Consigne: Dressez la liste de toutes les personnes désignées par leur nom dans le passage fourni ci-dessous.

Mais l’Histoire a poursuivi sa marche, indifférente aux illusions et ambitions infondées.
Les croyances et les cultes continuent quant au fond, à obéir à l’intérêt réel ou présumé des acteurs individuels et collectifs, que ces derniers en soient conscients ou non.
La transition du christianisme à l’islam au Maghreb, telle que décrite dans la rétrospective de Gilbert Meynier, éclaire bien les processus et les mécanismes géopolitiques, illustrés partout ailleurs dans le monde, notamment dans les régions au devenir tourmenté : comme dans les Balkans, où les choix confessionnels et idéologiques, y compris les retournements, ont été et demeurent guidés par la réponse juste ou erronée apportée au calcul suivant : qu’est ce que mon choix va me rapporter ?

Il reste aux peuples, sur les chemins ardus qu’ils ont encore à parcourir, à rendre leurs attachements culturels, spirituels et idéologiques moins douloureux, et pourquoi pas plus heureux à vivre, à partir des socles et des cadres objectifs mieux harmonisés qu’ils pourraient façonner dans une meilleure vision de leurs intérêts communs.

Cette vision humaniste commune de l’Histoire passée ou en gestation, on la trouve heureusement aujourd’hui aussi bien chez des religieux musulmans, chrétiens ou juifs que chez des non religieux.
Il me semble qu’il y a de plus grands courants que par le passé dans les opinions européennes, face aux vagues racistes et intégristes islamophobes, à s’interroger : à quoi rime d’empêcher les minarets des mosquées et les clochers des églises de s’élever côte à côte pour des gens vivant sous le même ciel et ayant un intérêt commun à se respecter mutuellement ?

La voix du bon sens et de la lucidité a eu ses pionniers dans notre histoire contemporaine.
Mohand Ou-yidir Aït Amrane, l’auteur de l’hymne amazigh "Ekker a miss Oumazigh", ancien président du Haut Comité à l ’Amazighité, avait entrepris dès les années 40 du siècle dernier son œuvre de rénovation culturelle après la révélation que fut pour lui l’œuvre de Tewfiq el Madani, un des dirigeants de l’association des Oulama algériens, consacrée au passé de l’Afrique du Nord avant l’arrivée de l’islam.

Lignes:
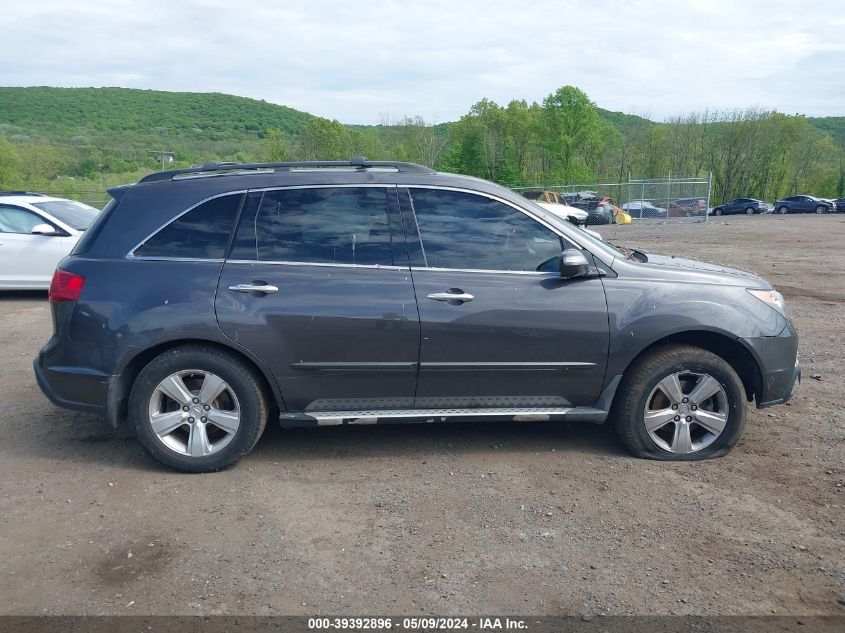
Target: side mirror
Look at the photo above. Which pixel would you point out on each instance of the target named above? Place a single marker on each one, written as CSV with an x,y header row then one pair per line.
x,y
43,229
573,264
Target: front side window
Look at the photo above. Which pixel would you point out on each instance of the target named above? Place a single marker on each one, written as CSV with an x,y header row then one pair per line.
x,y
17,220
201,233
321,225
468,231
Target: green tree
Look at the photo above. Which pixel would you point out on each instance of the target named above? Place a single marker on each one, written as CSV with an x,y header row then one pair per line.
x,y
322,139
573,133
10,165
278,146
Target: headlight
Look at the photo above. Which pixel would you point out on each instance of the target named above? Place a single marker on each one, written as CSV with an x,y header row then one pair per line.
x,y
771,297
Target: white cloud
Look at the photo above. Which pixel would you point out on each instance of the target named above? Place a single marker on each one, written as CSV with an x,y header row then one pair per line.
x,y
359,61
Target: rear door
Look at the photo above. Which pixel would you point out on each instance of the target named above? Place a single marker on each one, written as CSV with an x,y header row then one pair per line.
x,y
496,331
333,312
26,260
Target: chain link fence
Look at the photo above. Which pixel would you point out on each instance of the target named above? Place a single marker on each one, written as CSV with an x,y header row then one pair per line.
x,y
658,199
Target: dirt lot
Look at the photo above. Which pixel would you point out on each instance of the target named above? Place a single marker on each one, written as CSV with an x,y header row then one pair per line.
x,y
473,519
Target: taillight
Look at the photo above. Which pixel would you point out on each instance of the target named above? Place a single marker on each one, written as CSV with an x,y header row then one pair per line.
x,y
66,286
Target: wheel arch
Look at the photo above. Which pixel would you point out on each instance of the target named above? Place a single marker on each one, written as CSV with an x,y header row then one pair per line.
x,y
120,388
731,350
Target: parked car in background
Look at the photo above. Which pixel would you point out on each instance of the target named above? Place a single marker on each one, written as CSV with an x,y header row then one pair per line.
x,y
199,309
749,206
550,201
686,208
37,231
600,209
804,204
642,209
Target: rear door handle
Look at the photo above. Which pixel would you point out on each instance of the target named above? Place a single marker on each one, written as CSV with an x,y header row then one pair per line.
x,y
451,296
263,288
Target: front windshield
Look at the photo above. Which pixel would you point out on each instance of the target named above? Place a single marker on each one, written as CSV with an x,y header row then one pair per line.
x,y
75,214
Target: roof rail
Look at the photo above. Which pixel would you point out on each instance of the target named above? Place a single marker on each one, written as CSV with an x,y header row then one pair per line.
x,y
358,162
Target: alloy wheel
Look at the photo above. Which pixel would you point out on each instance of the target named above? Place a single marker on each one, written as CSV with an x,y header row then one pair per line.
x,y
686,412
194,413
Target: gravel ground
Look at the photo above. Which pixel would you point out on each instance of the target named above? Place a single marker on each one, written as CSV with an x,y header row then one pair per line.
x,y
473,519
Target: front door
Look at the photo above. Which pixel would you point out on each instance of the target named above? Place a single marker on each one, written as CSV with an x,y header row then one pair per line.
x,y
332,312
497,329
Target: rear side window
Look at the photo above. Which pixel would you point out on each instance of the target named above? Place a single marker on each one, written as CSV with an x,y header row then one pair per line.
x,y
201,233
471,232
331,225
17,220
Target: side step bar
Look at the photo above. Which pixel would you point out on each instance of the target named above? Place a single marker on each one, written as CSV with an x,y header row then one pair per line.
x,y
387,416
596,414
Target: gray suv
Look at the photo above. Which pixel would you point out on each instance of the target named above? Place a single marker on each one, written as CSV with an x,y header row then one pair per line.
x,y
204,302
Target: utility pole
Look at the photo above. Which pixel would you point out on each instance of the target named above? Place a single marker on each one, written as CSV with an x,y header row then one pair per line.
x,y
163,155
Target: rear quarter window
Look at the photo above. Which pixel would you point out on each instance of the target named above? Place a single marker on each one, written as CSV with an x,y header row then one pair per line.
x,y
88,238
202,232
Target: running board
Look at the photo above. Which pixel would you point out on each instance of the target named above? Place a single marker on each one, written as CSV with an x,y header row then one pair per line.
x,y
386,416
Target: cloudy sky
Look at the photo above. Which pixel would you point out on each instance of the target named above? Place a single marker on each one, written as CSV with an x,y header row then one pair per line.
x,y
375,60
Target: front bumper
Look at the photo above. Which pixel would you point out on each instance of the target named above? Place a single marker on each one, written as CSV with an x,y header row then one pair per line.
x,y
777,359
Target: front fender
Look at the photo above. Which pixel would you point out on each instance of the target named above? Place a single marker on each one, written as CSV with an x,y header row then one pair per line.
x,y
642,312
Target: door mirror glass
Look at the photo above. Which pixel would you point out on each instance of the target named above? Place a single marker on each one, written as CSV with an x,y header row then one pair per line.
x,y
43,229
573,264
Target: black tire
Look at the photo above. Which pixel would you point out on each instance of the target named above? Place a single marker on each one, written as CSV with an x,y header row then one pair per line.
x,y
643,376
243,380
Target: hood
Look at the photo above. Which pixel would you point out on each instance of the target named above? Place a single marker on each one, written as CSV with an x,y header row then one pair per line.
x,y
738,275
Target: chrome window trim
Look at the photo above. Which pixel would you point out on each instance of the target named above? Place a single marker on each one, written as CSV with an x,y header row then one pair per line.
x,y
151,258
345,185
485,271
258,262
131,253
554,229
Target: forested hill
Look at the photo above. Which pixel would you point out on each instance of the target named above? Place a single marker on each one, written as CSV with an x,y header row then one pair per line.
x,y
64,113
833,125
44,113
80,141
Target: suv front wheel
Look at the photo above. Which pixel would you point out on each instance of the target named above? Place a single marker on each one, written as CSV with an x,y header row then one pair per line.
x,y
680,403
197,408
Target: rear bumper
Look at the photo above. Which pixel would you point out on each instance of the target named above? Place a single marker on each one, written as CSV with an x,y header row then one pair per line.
x,y
777,359
82,388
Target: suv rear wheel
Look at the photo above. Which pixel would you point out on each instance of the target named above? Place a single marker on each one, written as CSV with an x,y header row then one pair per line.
x,y
680,403
197,408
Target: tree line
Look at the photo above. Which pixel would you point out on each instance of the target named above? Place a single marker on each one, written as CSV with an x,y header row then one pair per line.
x,y
565,139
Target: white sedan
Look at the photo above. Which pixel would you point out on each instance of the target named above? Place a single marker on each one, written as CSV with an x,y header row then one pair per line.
x,y
573,215
35,233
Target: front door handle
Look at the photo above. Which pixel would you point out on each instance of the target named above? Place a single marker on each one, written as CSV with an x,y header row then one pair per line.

Réponse: Gilbert Meynier, Mohand Ou-yidir Aït Amrane, Tewfiq el Madani